**Data records**
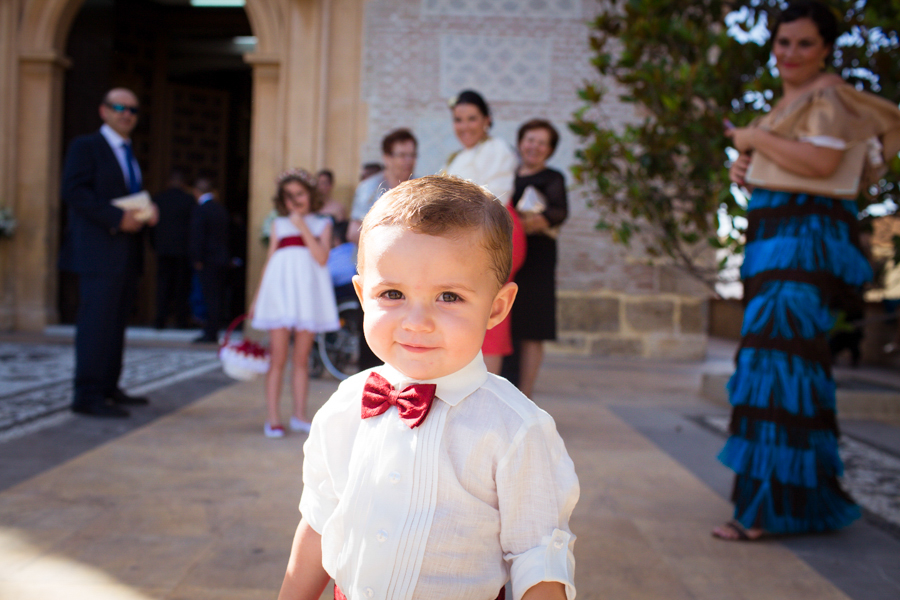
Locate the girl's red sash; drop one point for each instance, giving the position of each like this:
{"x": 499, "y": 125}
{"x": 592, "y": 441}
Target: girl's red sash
{"x": 293, "y": 240}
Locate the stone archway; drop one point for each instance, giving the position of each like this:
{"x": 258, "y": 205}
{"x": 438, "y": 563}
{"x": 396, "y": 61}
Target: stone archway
{"x": 41, "y": 62}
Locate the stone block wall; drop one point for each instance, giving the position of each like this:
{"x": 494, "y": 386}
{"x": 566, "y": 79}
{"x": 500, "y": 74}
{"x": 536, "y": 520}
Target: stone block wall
{"x": 528, "y": 58}
{"x": 610, "y": 323}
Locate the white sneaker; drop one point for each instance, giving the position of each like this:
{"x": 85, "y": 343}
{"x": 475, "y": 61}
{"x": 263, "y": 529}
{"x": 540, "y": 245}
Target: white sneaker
{"x": 273, "y": 432}
{"x": 299, "y": 425}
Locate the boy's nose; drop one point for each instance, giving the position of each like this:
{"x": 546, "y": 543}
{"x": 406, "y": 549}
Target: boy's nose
{"x": 417, "y": 318}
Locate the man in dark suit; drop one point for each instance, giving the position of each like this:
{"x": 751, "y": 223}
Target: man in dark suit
{"x": 171, "y": 238}
{"x": 104, "y": 247}
{"x": 209, "y": 253}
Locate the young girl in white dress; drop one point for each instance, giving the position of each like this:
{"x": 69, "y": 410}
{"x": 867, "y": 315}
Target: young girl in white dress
{"x": 294, "y": 294}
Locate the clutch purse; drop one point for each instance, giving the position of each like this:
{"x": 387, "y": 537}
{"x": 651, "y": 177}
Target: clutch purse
{"x": 533, "y": 201}
{"x": 843, "y": 183}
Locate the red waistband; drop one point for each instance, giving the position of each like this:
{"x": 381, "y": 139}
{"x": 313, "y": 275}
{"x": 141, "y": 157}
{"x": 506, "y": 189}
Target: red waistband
{"x": 339, "y": 595}
{"x": 293, "y": 240}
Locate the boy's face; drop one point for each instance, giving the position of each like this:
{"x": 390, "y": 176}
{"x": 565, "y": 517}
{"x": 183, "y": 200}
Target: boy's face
{"x": 428, "y": 300}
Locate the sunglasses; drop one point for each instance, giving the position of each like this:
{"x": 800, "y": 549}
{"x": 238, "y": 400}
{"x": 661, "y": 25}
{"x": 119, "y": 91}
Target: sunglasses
{"x": 123, "y": 107}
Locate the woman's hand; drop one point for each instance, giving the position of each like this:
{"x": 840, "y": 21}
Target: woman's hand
{"x": 738, "y": 169}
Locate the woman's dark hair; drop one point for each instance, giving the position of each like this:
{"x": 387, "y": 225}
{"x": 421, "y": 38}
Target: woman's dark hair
{"x": 540, "y": 124}
{"x": 818, "y": 13}
{"x": 474, "y": 98}
{"x": 306, "y": 180}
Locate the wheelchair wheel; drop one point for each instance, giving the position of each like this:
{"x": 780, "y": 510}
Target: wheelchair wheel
{"x": 339, "y": 350}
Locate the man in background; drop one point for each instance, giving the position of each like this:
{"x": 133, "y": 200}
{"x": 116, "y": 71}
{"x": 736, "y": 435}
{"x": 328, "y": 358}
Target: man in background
{"x": 104, "y": 246}
{"x": 399, "y": 148}
{"x": 209, "y": 254}
{"x": 171, "y": 237}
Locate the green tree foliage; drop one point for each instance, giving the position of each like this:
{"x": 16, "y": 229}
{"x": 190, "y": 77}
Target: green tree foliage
{"x": 685, "y": 65}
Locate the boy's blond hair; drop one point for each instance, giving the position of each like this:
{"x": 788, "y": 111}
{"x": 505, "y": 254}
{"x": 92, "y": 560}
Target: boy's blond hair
{"x": 445, "y": 206}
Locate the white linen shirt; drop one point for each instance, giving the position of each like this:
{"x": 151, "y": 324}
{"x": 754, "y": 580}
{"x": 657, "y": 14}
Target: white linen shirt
{"x": 478, "y": 494}
{"x": 115, "y": 142}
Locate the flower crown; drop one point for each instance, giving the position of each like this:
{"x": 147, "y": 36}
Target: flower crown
{"x": 301, "y": 174}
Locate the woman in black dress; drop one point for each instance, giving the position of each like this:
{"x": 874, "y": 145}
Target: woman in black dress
{"x": 534, "y": 312}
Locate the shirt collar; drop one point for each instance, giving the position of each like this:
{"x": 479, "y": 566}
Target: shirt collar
{"x": 114, "y": 139}
{"x": 452, "y": 388}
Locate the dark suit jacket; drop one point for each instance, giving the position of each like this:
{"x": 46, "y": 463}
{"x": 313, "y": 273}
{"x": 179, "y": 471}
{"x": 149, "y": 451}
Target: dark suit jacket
{"x": 171, "y": 236}
{"x": 209, "y": 235}
{"x": 91, "y": 178}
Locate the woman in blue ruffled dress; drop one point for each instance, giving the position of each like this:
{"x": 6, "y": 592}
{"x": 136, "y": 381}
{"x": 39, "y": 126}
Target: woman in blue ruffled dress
{"x": 802, "y": 261}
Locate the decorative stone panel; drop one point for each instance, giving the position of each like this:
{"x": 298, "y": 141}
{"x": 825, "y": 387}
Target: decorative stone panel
{"x": 528, "y": 58}
{"x": 508, "y": 68}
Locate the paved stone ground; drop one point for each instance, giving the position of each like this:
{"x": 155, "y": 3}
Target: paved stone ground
{"x": 187, "y": 501}
{"x": 36, "y": 379}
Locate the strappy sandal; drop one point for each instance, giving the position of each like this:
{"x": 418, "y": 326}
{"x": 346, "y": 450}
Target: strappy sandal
{"x": 740, "y": 533}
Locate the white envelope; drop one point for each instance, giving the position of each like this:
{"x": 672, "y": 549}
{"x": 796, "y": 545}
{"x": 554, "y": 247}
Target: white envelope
{"x": 139, "y": 202}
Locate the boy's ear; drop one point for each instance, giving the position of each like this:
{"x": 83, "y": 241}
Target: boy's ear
{"x": 502, "y": 303}
{"x": 357, "y": 287}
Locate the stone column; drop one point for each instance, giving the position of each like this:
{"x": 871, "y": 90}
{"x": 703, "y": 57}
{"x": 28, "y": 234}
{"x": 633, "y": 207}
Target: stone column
{"x": 266, "y": 157}
{"x": 37, "y": 203}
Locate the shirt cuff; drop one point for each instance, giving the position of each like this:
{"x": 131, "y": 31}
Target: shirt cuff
{"x": 553, "y": 560}
{"x": 314, "y": 509}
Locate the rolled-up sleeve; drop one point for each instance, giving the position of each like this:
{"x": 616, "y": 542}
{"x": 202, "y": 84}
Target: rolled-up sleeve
{"x": 537, "y": 490}
{"x": 318, "y": 500}
{"x": 326, "y": 454}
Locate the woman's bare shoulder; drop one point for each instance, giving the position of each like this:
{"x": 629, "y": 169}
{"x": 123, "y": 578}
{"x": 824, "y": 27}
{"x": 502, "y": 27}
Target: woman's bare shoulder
{"x": 828, "y": 80}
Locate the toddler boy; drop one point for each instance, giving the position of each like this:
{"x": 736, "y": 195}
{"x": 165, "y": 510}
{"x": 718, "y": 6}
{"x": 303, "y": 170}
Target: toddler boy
{"x": 428, "y": 478}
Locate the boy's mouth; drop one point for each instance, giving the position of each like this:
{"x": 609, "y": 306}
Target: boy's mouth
{"x": 416, "y": 348}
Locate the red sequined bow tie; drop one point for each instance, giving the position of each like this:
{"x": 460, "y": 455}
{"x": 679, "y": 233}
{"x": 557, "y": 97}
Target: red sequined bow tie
{"x": 413, "y": 402}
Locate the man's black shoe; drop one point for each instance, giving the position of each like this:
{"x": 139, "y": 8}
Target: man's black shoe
{"x": 109, "y": 411}
{"x": 122, "y": 399}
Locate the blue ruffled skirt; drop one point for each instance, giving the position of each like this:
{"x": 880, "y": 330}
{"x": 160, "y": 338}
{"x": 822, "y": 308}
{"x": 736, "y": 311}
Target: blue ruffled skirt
{"x": 802, "y": 263}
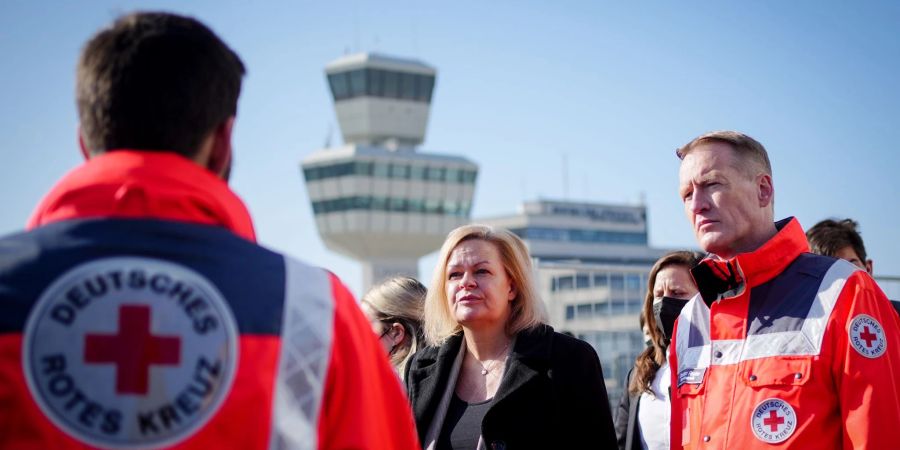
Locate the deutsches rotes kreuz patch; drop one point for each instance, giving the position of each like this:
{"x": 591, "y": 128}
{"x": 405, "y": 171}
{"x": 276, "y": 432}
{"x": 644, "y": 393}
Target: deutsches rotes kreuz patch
{"x": 130, "y": 352}
{"x": 867, "y": 336}
{"x": 773, "y": 421}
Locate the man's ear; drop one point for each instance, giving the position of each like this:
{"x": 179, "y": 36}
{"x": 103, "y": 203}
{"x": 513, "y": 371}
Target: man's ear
{"x": 765, "y": 190}
{"x": 84, "y": 150}
{"x": 220, "y": 153}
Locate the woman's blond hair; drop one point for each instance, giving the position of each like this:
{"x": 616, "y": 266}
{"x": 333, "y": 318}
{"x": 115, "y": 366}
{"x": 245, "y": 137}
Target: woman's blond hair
{"x": 527, "y": 309}
{"x": 400, "y": 300}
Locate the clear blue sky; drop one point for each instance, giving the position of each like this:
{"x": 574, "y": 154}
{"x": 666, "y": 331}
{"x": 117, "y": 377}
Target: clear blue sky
{"x": 614, "y": 88}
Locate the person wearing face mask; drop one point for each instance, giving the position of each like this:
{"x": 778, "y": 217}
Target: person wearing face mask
{"x": 394, "y": 309}
{"x": 642, "y": 418}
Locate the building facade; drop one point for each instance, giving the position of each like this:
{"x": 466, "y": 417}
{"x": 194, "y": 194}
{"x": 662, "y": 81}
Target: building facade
{"x": 591, "y": 262}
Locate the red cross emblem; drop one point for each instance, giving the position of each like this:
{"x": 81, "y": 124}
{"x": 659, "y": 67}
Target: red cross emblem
{"x": 133, "y": 350}
{"x": 868, "y": 336}
{"x": 773, "y": 420}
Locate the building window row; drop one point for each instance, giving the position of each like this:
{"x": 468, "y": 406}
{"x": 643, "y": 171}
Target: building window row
{"x": 617, "y": 306}
{"x": 365, "y": 203}
{"x": 617, "y": 282}
{"x": 399, "y": 171}
{"x": 579, "y": 235}
{"x": 381, "y": 83}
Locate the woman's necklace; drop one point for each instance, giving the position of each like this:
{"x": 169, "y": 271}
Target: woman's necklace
{"x": 486, "y": 369}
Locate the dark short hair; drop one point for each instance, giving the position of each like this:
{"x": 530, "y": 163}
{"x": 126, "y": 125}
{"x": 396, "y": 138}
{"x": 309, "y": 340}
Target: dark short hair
{"x": 830, "y": 236}
{"x": 744, "y": 146}
{"x": 155, "y": 81}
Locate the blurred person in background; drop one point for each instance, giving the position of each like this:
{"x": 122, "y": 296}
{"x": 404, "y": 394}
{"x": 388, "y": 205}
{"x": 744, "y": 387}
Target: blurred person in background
{"x": 394, "y": 309}
{"x": 642, "y": 418}
{"x": 840, "y": 239}
{"x": 138, "y": 310}
{"x": 496, "y": 376}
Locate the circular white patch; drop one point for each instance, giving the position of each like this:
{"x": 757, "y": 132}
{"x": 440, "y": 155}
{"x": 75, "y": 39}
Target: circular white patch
{"x": 867, "y": 336}
{"x": 773, "y": 421}
{"x": 130, "y": 352}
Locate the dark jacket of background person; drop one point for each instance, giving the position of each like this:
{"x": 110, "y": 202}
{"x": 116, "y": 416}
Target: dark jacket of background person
{"x": 626, "y": 419}
{"x": 552, "y": 394}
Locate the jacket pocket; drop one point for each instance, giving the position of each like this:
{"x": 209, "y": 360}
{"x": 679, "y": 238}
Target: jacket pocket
{"x": 691, "y": 382}
{"x": 781, "y": 371}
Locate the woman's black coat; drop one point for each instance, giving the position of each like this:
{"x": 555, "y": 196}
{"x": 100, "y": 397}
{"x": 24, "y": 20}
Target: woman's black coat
{"x": 552, "y": 395}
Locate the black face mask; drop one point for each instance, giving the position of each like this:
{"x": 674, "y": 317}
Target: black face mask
{"x": 666, "y": 311}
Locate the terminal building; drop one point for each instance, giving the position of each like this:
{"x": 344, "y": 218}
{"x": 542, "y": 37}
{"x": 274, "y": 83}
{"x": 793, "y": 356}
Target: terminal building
{"x": 591, "y": 262}
{"x": 376, "y": 198}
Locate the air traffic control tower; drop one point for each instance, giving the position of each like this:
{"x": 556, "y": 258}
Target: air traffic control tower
{"x": 376, "y": 198}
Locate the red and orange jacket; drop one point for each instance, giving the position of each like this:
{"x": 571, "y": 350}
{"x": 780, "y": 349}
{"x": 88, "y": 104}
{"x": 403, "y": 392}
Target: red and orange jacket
{"x": 785, "y": 349}
{"x": 139, "y": 312}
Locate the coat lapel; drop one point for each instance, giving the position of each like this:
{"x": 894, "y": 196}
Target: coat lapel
{"x": 529, "y": 357}
{"x": 428, "y": 377}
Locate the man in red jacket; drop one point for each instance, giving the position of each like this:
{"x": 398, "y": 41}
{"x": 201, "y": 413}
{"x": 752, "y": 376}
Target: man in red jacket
{"x": 138, "y": 312}
{"x": 782, "y": 348}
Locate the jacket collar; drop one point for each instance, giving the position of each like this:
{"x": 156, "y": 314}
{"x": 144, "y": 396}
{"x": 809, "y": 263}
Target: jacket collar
{"x": 725, "y": 278}
{"x": 141, "y": 184}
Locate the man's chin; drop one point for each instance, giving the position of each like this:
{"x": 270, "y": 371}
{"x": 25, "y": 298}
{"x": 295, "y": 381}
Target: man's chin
{"x": 711, "y": 243}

**Your task**
Starting at the line that contains "Locate the jacket collar;", retype every line through the end of the records exactly, and nothing else.

**Exercise result**
Locate the jacket collar; drop one point for each instance, giving the position of each like this:
{"x": 156, "y": 314}
{"x": 144, "y": 396}
{"x": 809, "y": 263}
Target: jacket collar
{"x": 725, "y": 278}
{"x": 141, "y": 184}
Locate the man's chin; drop one point for each instance, giving the position of each like this:
{"x": 270, "y": 371}
{"x": 25, "y": 298}
{"x": 295, "y": 381}
Target: man's chin
{"x": 711, "y": 243}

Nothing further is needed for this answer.